Required task
Resume the blog post on C. S. Lewis and the public square, writing on from its last sentence.

Source excerpt
□ □ □
Lewis & the Public Square (Part 1)

CSL FoundationI’ve finished the first draft of my paper for the C. S. Lewis Foundation’s conference next month. The assigned topic for the Academic Roundtable is “Faith, Freedom, and the Public Square.” Participants can come at this topic in any way they choose. I chose to address the distinct difference historically between the terms “liberty of conscience” and “pluralism,” noting the first one rests on the belief that there is absolute truth to be found, while the second offers a basis of relativism.

After the historical section of my paper, I turn to how Lewis viewed the Christian’s responsibility to speak out for truth publicly. What follows is an excerpt.

One might be excused for thinking that C. S. Lewis avoided anything political, since he stated rather consistently that he abhorred politics. A tongue-in-cheek letter he received from an American organization that called itself The Society for the Prevention of Progress brought a tongue-in-cheek response from Lewis, as he told them,

While feeling that I was born a member of your Society, I am nevertheless honoured to receive the outward seal of membership. I shall hope by continued orthodoxy and the unremitting practice of Reaction, Obstruction, and Stagnation to give you no reason for repenting your favour.
□ □ □
Entries supplied
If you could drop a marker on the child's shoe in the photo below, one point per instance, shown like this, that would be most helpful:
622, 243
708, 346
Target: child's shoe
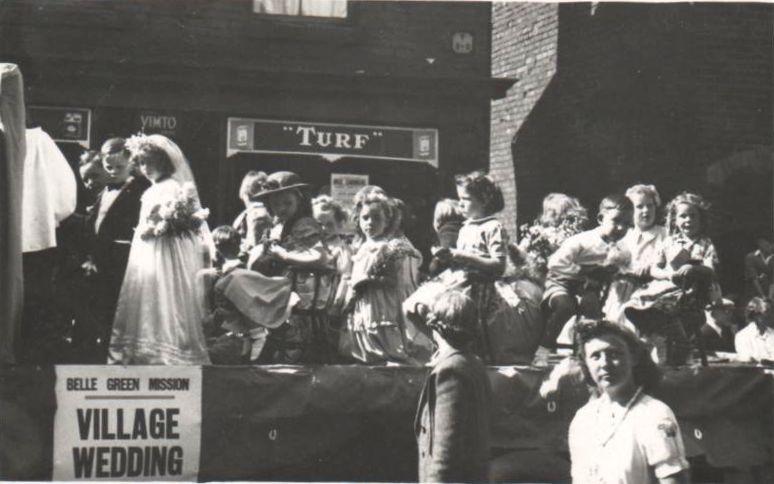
541, 357
257, 342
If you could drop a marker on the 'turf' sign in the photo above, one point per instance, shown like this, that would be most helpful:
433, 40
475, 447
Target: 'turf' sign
332, 140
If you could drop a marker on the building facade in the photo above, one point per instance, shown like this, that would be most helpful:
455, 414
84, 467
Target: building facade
396, 91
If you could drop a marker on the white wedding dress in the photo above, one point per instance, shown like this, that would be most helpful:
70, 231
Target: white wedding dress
161, 306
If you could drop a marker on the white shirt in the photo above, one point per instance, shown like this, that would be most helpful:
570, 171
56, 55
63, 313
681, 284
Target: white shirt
643, 245
49, 192
752, 345
611, 445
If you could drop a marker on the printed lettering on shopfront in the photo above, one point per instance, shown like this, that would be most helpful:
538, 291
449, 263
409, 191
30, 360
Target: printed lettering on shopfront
332, 141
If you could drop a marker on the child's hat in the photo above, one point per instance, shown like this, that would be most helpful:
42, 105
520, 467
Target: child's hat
281, 181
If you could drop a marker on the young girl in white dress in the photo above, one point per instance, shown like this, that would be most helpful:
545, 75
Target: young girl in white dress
376, 332
642, 242
509, 326
161, 306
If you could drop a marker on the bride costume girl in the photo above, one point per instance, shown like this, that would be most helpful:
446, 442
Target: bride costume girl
160, 307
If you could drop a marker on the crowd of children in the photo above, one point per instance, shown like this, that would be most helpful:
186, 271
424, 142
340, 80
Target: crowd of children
291, 282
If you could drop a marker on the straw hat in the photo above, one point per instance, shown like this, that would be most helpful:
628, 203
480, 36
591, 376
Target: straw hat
281, 181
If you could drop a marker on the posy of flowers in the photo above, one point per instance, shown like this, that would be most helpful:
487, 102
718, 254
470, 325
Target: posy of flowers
539, 241
176, 215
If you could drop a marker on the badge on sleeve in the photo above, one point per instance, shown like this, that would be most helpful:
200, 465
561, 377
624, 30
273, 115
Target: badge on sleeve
668, 429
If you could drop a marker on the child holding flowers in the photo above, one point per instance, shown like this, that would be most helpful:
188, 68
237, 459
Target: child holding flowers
642, 242
507, 333
684, 279
563, 216
160, 307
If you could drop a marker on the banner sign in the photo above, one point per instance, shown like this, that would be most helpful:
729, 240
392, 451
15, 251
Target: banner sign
66, 125
332, 140
344, 186
158, 123
127, 423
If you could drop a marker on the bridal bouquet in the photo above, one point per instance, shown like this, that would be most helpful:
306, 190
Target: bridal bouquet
176, 215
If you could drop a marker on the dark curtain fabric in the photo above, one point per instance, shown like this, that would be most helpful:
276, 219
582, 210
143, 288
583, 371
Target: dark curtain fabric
11, 165
355, 423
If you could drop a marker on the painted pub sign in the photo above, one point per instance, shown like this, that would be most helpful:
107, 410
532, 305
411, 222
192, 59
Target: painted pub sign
332, 140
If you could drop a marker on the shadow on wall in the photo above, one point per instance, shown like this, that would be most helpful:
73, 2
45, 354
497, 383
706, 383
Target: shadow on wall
655, 94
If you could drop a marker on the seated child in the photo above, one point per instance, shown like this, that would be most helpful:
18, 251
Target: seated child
254, 221
234, 295
447, 222
296, 252
452, 424
332, 217
756, 341
508, 330
642, 242
562, 217
579, 267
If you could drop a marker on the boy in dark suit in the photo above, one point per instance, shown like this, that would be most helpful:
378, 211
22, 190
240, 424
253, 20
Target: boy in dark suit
111, 223
452, 424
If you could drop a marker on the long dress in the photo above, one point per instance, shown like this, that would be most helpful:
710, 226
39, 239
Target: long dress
161, 306
510, 324
303, 338
376, 331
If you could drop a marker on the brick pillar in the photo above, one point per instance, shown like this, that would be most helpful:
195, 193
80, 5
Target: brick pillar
524, 46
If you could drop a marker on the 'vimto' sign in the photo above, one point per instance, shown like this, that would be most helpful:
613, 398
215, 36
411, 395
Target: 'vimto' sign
332, 140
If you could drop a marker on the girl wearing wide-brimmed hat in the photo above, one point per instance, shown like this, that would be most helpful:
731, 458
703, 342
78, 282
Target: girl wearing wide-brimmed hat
294, 249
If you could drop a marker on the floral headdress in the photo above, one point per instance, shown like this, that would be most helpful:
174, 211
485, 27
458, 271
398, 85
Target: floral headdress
688, 198
139, 142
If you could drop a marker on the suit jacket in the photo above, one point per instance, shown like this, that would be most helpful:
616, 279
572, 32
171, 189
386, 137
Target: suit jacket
452, 425
112, 242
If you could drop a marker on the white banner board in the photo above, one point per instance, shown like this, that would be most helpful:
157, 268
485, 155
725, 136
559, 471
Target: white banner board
127, 423
344, 186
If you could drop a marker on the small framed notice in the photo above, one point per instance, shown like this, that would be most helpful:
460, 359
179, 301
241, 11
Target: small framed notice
127, 423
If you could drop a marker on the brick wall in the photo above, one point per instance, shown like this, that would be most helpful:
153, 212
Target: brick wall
669, 94
524, 42
377, 38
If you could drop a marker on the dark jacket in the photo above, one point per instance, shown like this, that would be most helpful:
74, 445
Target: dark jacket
452, 424
110, 245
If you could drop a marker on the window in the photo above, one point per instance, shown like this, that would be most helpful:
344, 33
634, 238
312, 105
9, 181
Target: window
302, 8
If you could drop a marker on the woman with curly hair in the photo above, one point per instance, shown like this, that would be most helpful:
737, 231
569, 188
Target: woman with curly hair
622, 434
508, 333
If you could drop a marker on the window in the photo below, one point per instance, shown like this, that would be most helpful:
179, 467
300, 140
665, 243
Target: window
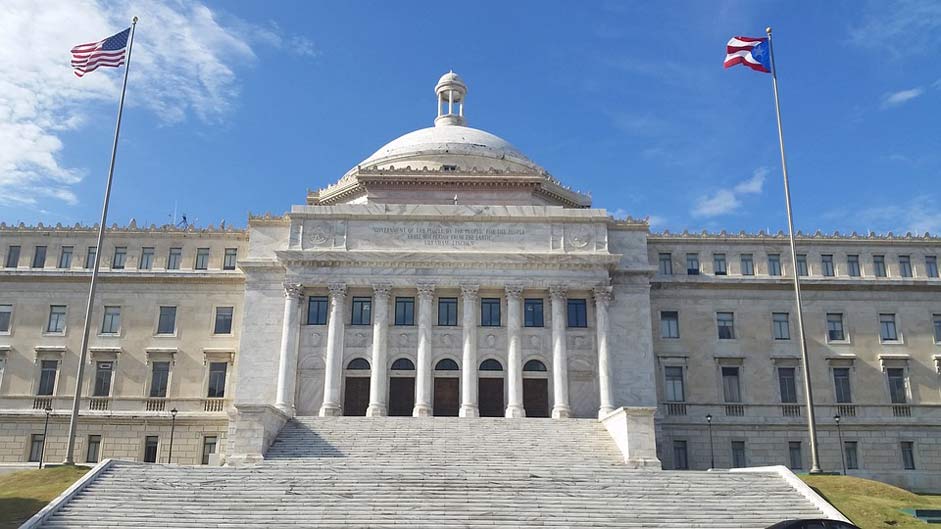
726, 325
47, 377
202, 259
774, 264
826, 265
39, 257
119, 258
217, 380
905, 266
718, 264
692, 264
65, 257
111, 322
209, 447
223, 323
748, 264
151, 442
147, 259
852, 265
103, 373
878, 264
166, 323
229, 259
674, 388
159, 379
489, 312
669, 324
738, 454
577, 313
896, 378
666, 264
787, 381
841, 385
56, 319
362, 311
405, 311
908, 455
731, 385
887, 330
93, 451
174, 258
447, 311
317, 310
835, 327
680, 459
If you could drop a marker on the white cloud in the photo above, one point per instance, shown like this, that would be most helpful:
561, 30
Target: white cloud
182, 64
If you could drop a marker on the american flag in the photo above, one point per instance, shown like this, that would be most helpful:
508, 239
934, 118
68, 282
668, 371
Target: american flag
108, 52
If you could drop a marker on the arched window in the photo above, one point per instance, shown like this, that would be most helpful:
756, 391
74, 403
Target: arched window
403, 364
534, 365
491, 365
447, 365
358, 364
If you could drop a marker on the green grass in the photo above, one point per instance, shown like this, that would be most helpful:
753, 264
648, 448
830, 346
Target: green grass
24, 493
872, 504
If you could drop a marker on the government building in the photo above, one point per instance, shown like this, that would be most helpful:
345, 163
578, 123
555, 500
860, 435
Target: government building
450, 275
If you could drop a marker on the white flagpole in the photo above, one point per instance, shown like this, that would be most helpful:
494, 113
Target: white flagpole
805, 358
77, 399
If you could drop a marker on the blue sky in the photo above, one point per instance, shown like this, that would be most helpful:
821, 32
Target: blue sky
242, 106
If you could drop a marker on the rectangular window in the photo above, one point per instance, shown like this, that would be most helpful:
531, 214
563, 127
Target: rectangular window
111, 322
674, 388
56, 319
103, 373
39, 257
202, 259
666, 264
223, 324
317, 310
166, 323
217, 372
726, 325
362, 311
147, 259
835, 327
405, 311
489, 312
577, 313
159, 379
447, 311
669, 324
□ □ □
The result
Comments like that would tend to paint him as a reluctant combatant in the civil realm.

That would be an inaccurate assessment. While it is true that he despised the petty politics of his nation, he was always a staunch defender of truth in the public sphere, whether dealing with theological issues or more practical matters of governing. Why write the kinds of books he did if not for the purpose of influencing the society of his day? The Abolition of Man and its fiction counterpart, That Hideous Strength, are only two examples of his attempt to warn people of the dangers of scientism applied to education and government.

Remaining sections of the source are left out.